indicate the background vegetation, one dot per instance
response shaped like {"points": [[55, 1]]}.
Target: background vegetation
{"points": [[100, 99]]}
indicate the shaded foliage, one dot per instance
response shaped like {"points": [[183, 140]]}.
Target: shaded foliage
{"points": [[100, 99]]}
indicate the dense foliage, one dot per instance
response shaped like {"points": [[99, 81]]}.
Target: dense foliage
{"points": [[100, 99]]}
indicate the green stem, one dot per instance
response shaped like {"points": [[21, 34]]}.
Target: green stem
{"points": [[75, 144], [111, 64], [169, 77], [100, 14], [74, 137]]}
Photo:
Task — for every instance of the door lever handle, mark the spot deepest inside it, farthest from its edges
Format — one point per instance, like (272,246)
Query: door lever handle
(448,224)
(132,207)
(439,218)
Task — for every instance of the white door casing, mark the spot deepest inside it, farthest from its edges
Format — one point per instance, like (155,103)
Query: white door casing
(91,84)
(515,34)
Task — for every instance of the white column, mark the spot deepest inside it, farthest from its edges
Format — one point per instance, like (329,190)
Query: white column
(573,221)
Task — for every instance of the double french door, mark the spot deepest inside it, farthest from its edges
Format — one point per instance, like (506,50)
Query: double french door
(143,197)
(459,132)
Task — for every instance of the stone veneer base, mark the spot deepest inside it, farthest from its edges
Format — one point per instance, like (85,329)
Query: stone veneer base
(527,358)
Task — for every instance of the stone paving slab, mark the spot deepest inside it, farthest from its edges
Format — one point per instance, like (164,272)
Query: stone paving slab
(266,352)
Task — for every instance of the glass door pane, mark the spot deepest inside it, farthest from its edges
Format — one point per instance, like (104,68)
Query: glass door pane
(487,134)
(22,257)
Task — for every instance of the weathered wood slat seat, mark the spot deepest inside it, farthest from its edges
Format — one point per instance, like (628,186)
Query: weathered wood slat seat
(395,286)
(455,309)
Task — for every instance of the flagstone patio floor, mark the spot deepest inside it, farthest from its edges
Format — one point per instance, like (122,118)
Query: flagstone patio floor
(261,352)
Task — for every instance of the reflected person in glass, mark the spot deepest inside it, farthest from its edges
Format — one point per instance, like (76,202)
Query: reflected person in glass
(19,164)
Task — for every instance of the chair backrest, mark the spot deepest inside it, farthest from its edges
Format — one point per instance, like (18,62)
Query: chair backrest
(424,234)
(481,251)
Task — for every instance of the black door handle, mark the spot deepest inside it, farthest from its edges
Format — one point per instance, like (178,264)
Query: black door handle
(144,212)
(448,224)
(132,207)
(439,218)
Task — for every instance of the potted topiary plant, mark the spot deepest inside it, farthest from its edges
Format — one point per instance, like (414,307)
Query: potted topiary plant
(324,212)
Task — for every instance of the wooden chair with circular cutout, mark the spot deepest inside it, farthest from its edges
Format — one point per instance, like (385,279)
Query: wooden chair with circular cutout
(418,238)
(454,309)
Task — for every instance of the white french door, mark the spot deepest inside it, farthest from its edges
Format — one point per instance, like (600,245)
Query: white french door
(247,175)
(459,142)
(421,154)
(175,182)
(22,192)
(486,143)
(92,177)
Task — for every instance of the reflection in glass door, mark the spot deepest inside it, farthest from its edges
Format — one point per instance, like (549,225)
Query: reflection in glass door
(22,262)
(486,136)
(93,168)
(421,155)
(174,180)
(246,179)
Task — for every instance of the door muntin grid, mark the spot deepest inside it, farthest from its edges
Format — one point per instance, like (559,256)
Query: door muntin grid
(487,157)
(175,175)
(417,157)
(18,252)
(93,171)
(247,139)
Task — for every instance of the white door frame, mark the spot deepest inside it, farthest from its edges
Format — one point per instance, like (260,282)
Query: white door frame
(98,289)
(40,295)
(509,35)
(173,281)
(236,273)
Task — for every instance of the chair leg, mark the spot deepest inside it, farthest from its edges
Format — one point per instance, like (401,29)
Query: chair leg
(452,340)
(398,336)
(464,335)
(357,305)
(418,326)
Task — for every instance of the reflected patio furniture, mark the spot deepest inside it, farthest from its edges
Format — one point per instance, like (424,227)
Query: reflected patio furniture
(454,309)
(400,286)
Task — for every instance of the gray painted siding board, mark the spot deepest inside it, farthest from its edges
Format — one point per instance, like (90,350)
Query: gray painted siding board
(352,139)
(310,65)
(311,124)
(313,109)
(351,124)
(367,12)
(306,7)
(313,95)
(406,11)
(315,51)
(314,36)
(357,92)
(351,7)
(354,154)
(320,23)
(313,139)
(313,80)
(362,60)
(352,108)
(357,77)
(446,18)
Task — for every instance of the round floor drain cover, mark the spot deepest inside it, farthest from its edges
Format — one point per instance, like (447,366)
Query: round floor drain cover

::::

> [WHAT YOU WILL DO]: Print the listing above in full, exactly as it is.

> [COMPLETED EXERCISE]:
indicate the background vegetation, one dot per instance
response shaped like {"points": [[55, 1]]}.
Target: background vegetation
{"points": [[100, 99]]}
indicate the shaded foliage, one dot per instance
response shaped like {"points": [[183, 140]]}.
Target: shaded foliage
{"points": [[100, 99]]}
indicate the dense foliage, one dot per instance
response shaped like {"points": [[99, 81]]}.
Target: dense foliage
{"points": [[100, 99]]}
indicate the green stem, one dot per instance
response shaped like {"points": [[21, 34]]}.
Target: green stem
{"points": [[75, 144], [111, 64], [169, 77], [100, 14], [74, 137]]}
Photo:
Task — for every instance of the door lever handle, mark the spot deepest inside it, farthest from its edges
Format — one point per instance, like (272,246)
Query: door lever handle
(448,224)
(132,207)
(439,218)
Task — for every instance of the white door casing, mark the spot deepest inside it, farthest from its edges
Format — one point per instance, like (155,103)
Query: white door casing
(91,84)
(515,34)
Task — for every instance of the white column, mark the spot deepest inside it, farthest from its edges
Format — one point per instance, like (329,190)
Query: white column
(573,221)
Task — for every instance of the double french door, mark the spot deepest inside it, farthest from its edges
Format — one point per instance, like (506,50)
Query: double french door
(143,197)
(459,132)
Task — for every instance of the stone veneer base, mark the spot deepest inside it, farthest from its edges
Format — one point per instance, like (85,329)
Query: stone veneer base
(527,358)
Task — for every instance of the stone paving slab, mark the spot deepest inside it, farthest from its edges
Format — one point per instance, like (164,272)
Query: stone paving slab
(266,352)
Task — for every instance of the glass door pane, mark the spot deepest inside it, farthest from its edges
Format — one point per instance, like (104,68)
Query: glass door pane
(487,134)
(22,257)
Task — for every instance of the weathered wood slat seat, mark the spot deepest inside it, farthest from its edges
Format — one point per instance, like (628,186)
Query: weathered wood slat seat
(395,286)
(455,309)
Task — for every instance of the flagstone patio floor, mark the spot deepest inside it, farthest from its edges
Format — one point per instance, like (122,118)
Query: flagstone patio floor
(261,352)
Task — for every instance of the reflected person in glass, mark the spot deepest inside it, farthest from its edges
Format — one point per instance, like (76,202)
Query: reflected person in glass
(19,164)
Task — for every instance of the chair backrest, mark the spot deepest inside it, farthest from its edges
Format — one point per instance, like (18,62)
Query: chair backrest
(424,234)
(481,251)
Task — for every instance of the black door handle, mark the spot deepest inside it, farthest from its edges
Format — one point per instance, like (178,264)
Query: black door handle
(144,212)
(448,224)
(132,207)
(439,218)
Task — for every instance of the potted topiary plant, mark the spot deepest inside it, farthest from its edges
Format — one point per instance, like (414,307)
Query: potted topiary plant
(324,212)
Task — for every instance of the wooden chair with circular cutout, mark the spot deepest inside it, farthest from its edges
Format — one point per instance, like (385,279)
Query: wooden chair with circular cutout
(418,238)
(454,309)
Task — for every instance of the white french door, mark the spot deepest inside it, farthest from its edges
Format — one point per instance, like (600,245)
Query: white french door
(247,175)
(459,142)
(421,154)
(175,182)
(22,192)
(486,143)
(92,177)
Task — for every instance of the reflection in glass door, mark the spot deepest inside it, farthest from its edges
Format — one point per instance, like (549,225)
Query: reflection in glass door
(22,262)
(486,136)
(93,168)
(421,155)
(174,180)
(246,179)
Task — for every instance of the door muntin grid, mark the spot deepest inside it, farthest from its edges
Format — one point per instance, like (559,256)
Query: door muntin grid
(487,157)
(175,175)
(417,157)
(18,252)
(93,171)
(247,139)
Task — for every instance of the white door frame, mark the spot deepest inside it, farthest from its edges
Format — one point per instance, like (260,282)
Query: white door frame
(98,289)
(40,295)
(509,35)
(173,281)
(236,273)
Task — for every instance of the chair leg, mark the spot deepest inside it, farthest from its edges
Format — one point per instance, like (401,29)
Query: chair leg
(452,340)
(398,336)
(464,335)
(357,305)
(418,326)
Task — for every instance of the reflected patio furniture, mark the spot deepest inside it, farthest from its edges
Format — one point per instance, like (424,227)
Query: reflected patio furniture
(454,309)
(400,286)
Task — for every instance of the gray painted siding board, mark the spot deepest inside it, farthest from its edges
Format — one point per instance, like (90,350)
Query: gray painted siding board
(352,139)
(310,65)
(311,124)
(313,109)
(351,124)
(367,12)
(306,7)
(313,95)
(406,11)
(315,51)
(314,36)
(357,92)
(351,7)
(354,154)
(320,23)
(313,139)
(313,80)
(362,60)
(352,108)
(357,77)
(446,18)
Task — for every instance of the round floor drain cover, mark the spot deepest inside it, farthest from its edges
Format — one point per instance, like (447,366)
Query: round floor drain cover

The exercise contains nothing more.